======== PROVIDED MATERIAL ========

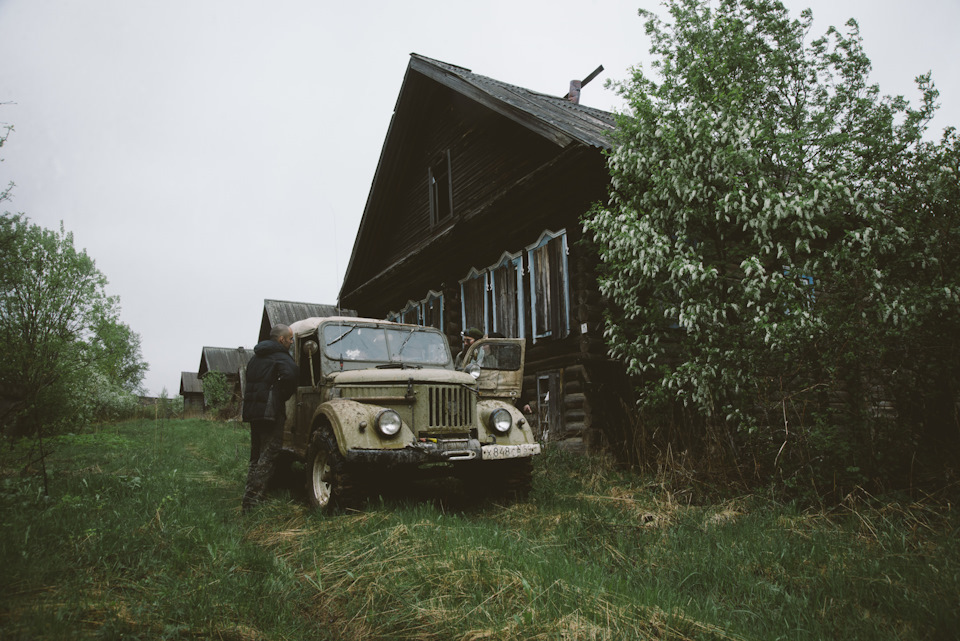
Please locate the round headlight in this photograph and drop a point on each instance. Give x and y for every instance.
(388, 423)
(501, 421)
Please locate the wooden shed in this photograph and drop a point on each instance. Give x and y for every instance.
(191, 389)
(232, 362)
(286, 312)
(472, 220)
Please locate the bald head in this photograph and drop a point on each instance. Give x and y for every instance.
(282, 334)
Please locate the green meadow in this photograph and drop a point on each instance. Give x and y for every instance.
(141, 537)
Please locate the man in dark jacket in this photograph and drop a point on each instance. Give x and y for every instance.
(271, 380)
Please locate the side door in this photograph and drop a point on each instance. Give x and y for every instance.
(500, 361)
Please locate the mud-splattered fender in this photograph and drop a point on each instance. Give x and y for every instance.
(354, 426)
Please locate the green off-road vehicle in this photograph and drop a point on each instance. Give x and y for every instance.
(381, 402)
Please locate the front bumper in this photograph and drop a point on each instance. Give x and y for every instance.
(450, 451)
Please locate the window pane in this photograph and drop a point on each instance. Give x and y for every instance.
(506, 306)
(473, 308)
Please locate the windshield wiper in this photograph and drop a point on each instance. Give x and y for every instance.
(404, 343)
(341, 336)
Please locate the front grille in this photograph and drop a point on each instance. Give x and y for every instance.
(450, 407)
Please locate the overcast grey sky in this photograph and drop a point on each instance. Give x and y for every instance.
(209, 154)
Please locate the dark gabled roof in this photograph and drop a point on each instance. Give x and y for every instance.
(228, 360)
(285, 312)
(190, 383)
(552, 116)
(563, 123)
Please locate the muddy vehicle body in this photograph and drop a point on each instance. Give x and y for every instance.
(378, 402)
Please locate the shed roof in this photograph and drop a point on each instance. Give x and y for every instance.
(190, 383)
(228, 360)
(287, 312)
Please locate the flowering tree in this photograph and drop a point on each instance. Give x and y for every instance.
(60, 330)
(780, 248)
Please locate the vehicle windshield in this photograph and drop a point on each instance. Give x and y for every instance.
(500, 356)
(370, 344)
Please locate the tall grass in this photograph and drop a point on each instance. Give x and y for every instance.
(142, 538)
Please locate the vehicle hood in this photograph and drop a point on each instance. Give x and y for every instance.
(381, 376)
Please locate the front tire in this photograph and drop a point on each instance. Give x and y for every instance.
(325, 471)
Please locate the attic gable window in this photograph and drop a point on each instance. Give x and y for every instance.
(431, 310)
(549, 286)
(506, 289)
(441, 189)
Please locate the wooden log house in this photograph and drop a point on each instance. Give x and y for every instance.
(473, 220)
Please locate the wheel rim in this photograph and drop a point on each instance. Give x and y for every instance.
(322, 487)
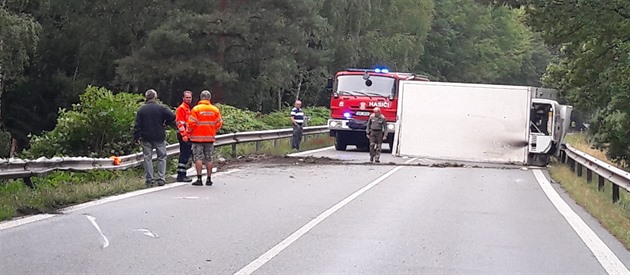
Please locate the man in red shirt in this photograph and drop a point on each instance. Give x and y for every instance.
(185, 148)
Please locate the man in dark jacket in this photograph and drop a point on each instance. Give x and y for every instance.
(150, 128)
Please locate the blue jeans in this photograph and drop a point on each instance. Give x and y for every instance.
(147, 152)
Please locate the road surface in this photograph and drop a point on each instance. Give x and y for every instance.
(296, 217)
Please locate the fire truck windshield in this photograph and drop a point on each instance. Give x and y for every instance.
(374, 86)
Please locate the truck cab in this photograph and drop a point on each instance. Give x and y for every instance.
(549, 123)
(354, 93)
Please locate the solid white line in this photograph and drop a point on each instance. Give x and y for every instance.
(93, 221)
(40, 217)
(604, 255)
(310, 152)
(263, 259)
(130, 194)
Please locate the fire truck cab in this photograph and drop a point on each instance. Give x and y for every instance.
(354, 93)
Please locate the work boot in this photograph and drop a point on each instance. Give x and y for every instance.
(198, 182)
(160, 182)
(183, 178)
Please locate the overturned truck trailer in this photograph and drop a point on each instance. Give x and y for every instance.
(479, 123)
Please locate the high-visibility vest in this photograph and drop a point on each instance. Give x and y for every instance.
(181, 118)
(204, 122)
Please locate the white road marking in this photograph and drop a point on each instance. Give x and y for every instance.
(310, 152)
(131, 194)
(604, 255)
(40, 217)
(93, 221)
(263, 259)
(147, 232)
(188, 198)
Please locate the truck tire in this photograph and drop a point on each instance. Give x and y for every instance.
(340, 143)
(540, 160)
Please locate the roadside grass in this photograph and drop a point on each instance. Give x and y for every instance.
(615, 217)
(61, 189)
(579, 141)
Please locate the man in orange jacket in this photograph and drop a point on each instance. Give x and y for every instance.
(185, 148)
(203, 124)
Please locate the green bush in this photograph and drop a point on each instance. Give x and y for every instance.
(237, 120)
(318, 116)
(101, 125)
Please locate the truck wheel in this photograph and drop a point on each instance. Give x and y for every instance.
(540, 160)
(340, 143)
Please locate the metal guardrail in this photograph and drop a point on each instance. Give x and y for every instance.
(15, 168)
(579, 160)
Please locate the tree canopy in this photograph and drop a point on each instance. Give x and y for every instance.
(256, 55)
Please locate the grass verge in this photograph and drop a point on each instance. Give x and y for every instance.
(615, 217)
(580, 141)
(61, 189)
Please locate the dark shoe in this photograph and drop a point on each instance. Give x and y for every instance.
(184, 179)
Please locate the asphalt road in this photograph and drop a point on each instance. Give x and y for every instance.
(297, 218)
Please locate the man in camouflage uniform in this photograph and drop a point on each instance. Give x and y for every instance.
(376, 132)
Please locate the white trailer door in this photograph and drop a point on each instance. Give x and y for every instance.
(465, 122)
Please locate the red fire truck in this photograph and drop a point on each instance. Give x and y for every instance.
(354, 93)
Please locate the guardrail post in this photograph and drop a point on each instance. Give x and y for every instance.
(28, 182)
(615, 193)
(563, 156)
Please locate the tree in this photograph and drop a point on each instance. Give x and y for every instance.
(19, 35)
(470, 42)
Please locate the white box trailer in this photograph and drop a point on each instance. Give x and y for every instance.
(464, 122)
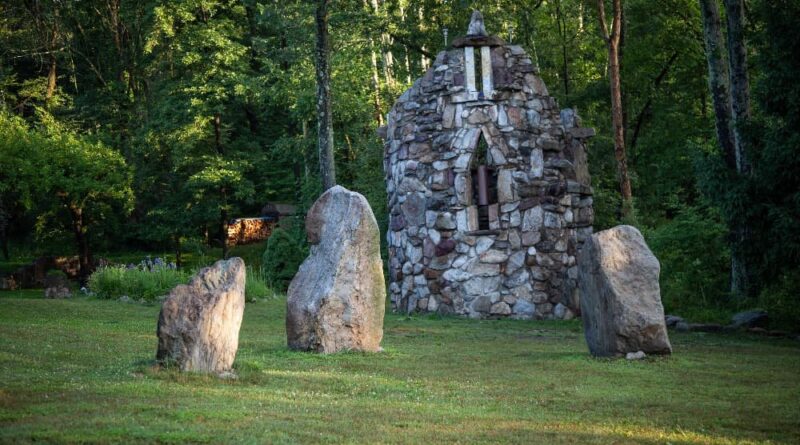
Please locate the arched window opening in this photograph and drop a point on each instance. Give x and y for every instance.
(484, 181)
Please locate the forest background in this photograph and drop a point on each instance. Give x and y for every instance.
(147, 125)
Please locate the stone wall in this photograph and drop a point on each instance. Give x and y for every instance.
(523, 265)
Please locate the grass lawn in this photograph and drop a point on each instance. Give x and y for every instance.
(81, 371)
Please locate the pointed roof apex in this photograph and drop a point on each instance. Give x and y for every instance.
(476, 27)
(477, 35)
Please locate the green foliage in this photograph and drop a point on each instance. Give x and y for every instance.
(780, 299)
(286, 250)
(169, 117)
(694, 259)
(256, 284)
(116, 281)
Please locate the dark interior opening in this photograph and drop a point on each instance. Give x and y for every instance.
(484, 184)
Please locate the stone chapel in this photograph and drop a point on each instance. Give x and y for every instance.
(488, 185)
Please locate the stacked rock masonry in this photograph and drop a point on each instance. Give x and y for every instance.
(488, 185)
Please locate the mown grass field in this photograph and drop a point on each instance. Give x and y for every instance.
(81, 371)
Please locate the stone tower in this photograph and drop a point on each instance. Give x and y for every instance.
(489, 190)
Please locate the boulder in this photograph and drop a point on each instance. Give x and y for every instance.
(198, 327)
(337, 299)
(620, 297)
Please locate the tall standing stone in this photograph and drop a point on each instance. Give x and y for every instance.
(198, 327)
(337, 299)
(620, 297)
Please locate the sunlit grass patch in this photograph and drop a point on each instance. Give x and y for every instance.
(83, 370)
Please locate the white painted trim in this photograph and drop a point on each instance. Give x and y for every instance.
(486, 71)
(469, 67)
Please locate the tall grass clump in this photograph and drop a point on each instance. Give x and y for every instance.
(256, 285)
(147, 281)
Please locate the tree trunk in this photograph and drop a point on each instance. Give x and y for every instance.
(324, 117)
(376, 83)
(224, 235)
(741, 284)
(79, 229)
(178, 257)
(562, 31)
(51, 78)
(740, 85)
(4, 229)
(613, 43)
(718, 79)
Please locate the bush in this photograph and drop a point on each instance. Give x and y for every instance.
(256, 285)
(282, 257)
(152, 279)
(695, 261)
(781, 299)
(115, 281)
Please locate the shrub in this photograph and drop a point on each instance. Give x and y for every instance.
(695, 260)
(256, 284)
(148, 283)
(781, 300)
(282, 257)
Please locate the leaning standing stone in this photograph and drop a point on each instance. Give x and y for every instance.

========

▶ [EXERCISE]
Lines from the one with "Please locate the shrub" through the end of the data: set these down exactly, including both ends and nothing more.

▶ [ANSWER SPACE]
Please locate the shrub in this photograph and drop a point on each instance. Give x and y for every instance.
(695, 260)
(256, 284)
(148, 283)
(781, 300)
(282, 257)
Please locate the leaning standing stone in this photograph and drop a point on each instance. Give x and y for every instance.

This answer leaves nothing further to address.